## Prompt
Please locate each line in the rows below that contains the word "white" and copy those lines.
☆ ☆ ☆
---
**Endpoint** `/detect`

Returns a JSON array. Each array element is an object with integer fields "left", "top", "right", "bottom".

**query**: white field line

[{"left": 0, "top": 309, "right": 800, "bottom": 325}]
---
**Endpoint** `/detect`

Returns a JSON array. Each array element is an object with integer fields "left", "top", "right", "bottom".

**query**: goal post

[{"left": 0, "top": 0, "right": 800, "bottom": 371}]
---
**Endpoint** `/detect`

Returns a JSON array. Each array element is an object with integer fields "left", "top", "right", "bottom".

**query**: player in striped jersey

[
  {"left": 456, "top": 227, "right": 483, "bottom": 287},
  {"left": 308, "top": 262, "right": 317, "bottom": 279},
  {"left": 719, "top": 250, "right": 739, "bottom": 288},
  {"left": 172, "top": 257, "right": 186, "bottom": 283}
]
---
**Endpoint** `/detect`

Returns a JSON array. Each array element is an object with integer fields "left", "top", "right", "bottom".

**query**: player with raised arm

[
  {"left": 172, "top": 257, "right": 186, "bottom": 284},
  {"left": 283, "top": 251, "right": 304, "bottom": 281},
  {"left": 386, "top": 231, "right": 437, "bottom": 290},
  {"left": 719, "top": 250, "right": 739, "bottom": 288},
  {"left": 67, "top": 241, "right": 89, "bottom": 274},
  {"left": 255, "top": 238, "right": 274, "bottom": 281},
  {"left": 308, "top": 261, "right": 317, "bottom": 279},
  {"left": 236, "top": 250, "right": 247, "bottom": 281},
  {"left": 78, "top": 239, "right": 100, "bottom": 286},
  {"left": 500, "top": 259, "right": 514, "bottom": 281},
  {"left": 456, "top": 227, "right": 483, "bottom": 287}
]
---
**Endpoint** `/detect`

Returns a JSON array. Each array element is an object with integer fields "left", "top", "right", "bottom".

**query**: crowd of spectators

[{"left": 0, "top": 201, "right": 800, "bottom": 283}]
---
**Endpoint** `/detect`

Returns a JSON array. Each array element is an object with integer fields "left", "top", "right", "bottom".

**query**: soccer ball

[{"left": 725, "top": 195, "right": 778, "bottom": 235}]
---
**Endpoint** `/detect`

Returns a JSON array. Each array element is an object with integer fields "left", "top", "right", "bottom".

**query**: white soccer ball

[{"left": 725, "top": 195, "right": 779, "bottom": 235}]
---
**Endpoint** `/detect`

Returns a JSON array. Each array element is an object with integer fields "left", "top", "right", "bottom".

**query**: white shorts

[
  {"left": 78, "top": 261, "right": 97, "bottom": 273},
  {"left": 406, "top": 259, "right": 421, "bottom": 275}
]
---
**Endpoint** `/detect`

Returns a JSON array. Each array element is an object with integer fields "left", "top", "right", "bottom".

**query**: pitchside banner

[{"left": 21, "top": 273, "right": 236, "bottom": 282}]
☆ ☆ ☆
## Solution for this problem
**query**: white field line
**query**: white soccer ball
**query**: white shorts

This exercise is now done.